= WHAT NEEDS TO BE DONE =
In the comment thread about Amazon Silk below, translate this sentence into Spanish: "There’s no telling how many other websites host their servers there."

51 thoughts on “(Amazon) Silk or a spider web?”

  1. Dear Om, would it be OK if Google did this? Doesn’t Google already have possibly the largest trove of information, including perosnally identifiable information, about its visitors and users of its services?

    1. I don’t think anyone can beat Facebook in terms of personally identifiable information. how many people have Fb accounts vs how many have google accounts? Google just have a lots of search data, they’re anonymised after 90 days anyway.

  2. During the presentation it was mentioned that services such as Netflix are hosted on Amazon’s EC2 cloud servers. There’s no telling how many other websites host their servers there. Furthermore, a webhost such as GoDaddy or 1&1 could easily be hosting instances on Amazon’s servers, leased out to another website.

    1. A web site hosted on EC2 is not a privacy concern since Amazon lacks the means and ability to track the data traffic all the way into your hands.

      This changes with Fire.

      1. The crucial point, I think, is that they *aren’t* tracking usage data back to you — according to them, at least. They’re tracking your usage in aggregate, with the implication that you’re browsing relatively anonymously.

  3. Nice pointer to the privacy and surveillance implications of Fire/Silk combo, Matthew.

    I think, though, that is also necessary to point to concrete examples of Amazon’s dubious uses of this “intermediary” power, notably in the case of Wikileaks. Using it’s power over “the cloud” to function as tool of the state. Also notion that Amazon, like every other US web-based outfit, is covered by Patriot Act. Canadian sites like Blacksun.ca base one of their strengths as being on CDN soil, and beyond reach of Patriot Act.

    My point is basically this: why not illustrate the ‘hypothetical’ scenario set out in your first quote — “Amazon has the largest server farms on the planet — with these real cases. Do we want Amazon to have this “intermediary” power, I think is your really good, and fundamental question? Illustrating it better with concrete cases I think punctuates the point.

    Oh ya, what about that name, “Fire”? Free riding on Firefox browser as antidote to Safari/Bing/Google triopoly? Just wondering . . . ? Cheers, and thanks for good question and nice pointer to important issue. DW

    1. “Fire” is a play off “Kindle”; the name of the tablet device is “Kindle Fire”. The browser’s (internal?) name is Silk. I think it unlikely that people will confound any of that with Firefox.

      Also, what do you mean by “Safari/Bing/Google triopoly”? Safari is Apple’s browser. Bing is Microsoft’s search engine service. Google is a company. Firefox can hardly be said to be an “antidote” to any of them.

      The three companies are so adversarial with each other that it’s hard to imagine them forming mutual power block under any circumstances. And Apple, in its own way, is as strong an advocate for safeguarding user privacy as Mozilla / Firefox.

    2. “Oh ya, what about that name, “Fire”? Free riding on Firefox browser..”

= DATA EXTRACT =
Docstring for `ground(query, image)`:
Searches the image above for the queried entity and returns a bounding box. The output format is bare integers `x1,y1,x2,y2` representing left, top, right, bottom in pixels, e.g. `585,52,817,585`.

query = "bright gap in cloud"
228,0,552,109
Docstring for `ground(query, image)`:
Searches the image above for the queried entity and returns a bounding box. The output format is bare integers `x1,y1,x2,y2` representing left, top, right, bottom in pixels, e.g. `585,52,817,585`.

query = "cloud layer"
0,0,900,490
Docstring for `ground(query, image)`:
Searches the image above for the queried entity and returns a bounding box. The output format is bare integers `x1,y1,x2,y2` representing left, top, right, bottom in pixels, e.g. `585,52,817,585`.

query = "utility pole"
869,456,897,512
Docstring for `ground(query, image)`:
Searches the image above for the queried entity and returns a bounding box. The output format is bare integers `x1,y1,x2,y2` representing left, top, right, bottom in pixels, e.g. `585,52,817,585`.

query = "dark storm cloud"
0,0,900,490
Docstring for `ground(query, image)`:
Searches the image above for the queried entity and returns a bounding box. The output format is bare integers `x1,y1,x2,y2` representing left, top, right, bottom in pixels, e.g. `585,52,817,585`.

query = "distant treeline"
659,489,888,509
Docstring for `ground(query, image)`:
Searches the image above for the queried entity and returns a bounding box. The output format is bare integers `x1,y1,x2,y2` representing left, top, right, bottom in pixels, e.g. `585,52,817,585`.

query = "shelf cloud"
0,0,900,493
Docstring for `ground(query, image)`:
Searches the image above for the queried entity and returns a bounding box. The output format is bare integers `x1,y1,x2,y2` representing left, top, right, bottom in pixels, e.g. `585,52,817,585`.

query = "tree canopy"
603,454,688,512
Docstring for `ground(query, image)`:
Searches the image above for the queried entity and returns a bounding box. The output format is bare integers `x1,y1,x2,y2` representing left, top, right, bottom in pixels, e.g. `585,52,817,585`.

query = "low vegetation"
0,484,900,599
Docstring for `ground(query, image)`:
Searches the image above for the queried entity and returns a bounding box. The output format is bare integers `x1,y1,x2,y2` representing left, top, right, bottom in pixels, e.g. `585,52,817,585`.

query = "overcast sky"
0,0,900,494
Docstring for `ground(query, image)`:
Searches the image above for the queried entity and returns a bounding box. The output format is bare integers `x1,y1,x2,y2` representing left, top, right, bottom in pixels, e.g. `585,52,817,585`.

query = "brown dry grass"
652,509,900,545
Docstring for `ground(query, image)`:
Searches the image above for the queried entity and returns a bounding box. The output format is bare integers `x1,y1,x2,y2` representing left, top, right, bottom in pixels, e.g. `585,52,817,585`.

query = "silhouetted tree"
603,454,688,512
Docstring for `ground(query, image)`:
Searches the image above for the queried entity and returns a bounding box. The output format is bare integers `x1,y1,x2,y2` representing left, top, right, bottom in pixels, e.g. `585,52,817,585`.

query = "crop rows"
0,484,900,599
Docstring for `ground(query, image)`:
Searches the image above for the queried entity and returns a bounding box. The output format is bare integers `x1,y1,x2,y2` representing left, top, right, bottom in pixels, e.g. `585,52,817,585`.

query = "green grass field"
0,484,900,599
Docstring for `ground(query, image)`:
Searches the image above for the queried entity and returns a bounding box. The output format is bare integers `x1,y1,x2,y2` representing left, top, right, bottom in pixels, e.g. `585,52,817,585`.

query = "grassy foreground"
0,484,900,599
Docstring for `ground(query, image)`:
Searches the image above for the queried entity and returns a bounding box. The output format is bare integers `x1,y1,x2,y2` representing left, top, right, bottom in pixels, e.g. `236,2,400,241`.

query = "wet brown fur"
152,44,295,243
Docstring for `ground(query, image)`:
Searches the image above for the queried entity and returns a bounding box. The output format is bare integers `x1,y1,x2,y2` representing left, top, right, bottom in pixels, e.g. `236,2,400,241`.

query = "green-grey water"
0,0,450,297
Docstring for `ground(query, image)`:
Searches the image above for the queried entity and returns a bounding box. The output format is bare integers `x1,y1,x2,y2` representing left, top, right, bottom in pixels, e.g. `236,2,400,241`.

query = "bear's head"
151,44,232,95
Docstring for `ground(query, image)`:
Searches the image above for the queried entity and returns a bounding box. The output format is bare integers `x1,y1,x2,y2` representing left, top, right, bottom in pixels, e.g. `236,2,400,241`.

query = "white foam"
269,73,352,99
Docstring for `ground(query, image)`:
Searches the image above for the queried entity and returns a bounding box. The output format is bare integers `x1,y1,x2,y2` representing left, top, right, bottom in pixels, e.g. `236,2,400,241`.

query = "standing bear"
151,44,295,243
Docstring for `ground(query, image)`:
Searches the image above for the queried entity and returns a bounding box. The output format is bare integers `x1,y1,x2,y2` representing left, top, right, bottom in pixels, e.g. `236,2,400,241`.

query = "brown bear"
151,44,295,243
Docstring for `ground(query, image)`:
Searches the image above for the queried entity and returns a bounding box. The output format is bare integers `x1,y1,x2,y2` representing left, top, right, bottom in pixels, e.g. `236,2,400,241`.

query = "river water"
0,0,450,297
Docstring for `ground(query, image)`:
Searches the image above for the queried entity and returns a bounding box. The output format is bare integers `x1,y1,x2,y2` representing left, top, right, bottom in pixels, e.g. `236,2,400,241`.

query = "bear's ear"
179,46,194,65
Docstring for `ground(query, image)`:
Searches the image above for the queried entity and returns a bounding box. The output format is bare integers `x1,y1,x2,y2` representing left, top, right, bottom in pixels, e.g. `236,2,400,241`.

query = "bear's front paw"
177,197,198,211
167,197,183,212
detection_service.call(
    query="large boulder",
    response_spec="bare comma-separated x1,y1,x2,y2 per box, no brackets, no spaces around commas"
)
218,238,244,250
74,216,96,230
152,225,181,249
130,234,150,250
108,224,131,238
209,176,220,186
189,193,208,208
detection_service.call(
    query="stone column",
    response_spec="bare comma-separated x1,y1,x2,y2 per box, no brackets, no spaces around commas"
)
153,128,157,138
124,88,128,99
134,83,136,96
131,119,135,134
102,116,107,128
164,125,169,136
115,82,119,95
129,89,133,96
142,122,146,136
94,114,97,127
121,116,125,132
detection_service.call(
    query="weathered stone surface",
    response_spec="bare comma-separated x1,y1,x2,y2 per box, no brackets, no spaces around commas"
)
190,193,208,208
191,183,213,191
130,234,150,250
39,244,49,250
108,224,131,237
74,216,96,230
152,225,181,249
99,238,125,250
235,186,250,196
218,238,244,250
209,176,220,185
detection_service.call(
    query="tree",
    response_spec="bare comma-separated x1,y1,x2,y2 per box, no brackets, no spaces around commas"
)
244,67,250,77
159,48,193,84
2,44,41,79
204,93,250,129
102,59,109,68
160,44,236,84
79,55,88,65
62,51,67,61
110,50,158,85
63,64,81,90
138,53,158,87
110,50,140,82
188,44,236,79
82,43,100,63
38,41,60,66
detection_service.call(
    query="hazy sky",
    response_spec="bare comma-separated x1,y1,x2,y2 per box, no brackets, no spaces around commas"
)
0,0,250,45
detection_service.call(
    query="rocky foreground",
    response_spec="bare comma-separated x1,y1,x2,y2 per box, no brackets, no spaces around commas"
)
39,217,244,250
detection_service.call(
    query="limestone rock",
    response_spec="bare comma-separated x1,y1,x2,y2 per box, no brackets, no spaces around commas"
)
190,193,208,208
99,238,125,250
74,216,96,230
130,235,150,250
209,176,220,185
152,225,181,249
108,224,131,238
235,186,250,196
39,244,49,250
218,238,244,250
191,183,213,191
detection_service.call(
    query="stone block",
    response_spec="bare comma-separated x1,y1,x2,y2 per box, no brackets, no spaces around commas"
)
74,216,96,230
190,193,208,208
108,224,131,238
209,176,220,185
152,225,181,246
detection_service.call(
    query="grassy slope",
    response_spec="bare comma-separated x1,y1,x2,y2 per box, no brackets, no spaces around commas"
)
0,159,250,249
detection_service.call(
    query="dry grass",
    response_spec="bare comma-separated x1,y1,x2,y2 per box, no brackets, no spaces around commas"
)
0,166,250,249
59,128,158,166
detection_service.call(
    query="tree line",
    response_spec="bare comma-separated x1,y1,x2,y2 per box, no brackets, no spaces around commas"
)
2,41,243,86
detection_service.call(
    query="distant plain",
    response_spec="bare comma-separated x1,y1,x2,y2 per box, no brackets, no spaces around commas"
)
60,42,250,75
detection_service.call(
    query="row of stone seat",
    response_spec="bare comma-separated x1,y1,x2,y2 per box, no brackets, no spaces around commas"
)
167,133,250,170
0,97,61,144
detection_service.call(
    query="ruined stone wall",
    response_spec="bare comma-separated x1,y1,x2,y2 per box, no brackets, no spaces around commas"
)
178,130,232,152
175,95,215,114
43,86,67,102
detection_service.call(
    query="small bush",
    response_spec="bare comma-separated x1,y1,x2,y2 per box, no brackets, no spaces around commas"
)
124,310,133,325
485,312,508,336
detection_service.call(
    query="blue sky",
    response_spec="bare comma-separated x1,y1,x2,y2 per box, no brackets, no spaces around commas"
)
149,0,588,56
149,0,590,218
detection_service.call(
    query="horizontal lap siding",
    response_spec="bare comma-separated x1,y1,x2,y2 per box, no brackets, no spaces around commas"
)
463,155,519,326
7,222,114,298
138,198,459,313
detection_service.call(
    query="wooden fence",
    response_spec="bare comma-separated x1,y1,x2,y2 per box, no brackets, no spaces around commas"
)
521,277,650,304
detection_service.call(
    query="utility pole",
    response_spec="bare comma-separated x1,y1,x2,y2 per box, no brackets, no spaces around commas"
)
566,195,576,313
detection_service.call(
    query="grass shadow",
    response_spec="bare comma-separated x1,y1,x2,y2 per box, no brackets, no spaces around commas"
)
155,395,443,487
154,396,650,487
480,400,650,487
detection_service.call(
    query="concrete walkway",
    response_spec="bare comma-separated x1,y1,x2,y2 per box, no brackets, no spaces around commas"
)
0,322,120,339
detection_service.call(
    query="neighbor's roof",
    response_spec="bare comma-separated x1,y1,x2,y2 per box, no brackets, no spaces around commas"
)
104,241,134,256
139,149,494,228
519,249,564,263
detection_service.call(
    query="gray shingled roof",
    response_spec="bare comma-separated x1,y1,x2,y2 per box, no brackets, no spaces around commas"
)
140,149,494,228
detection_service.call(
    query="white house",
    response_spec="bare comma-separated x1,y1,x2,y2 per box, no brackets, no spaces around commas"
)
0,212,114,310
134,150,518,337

= WRITTEN REPLY =
No hay forma de saber cuántos otros sitios web alojan sus servidores allí.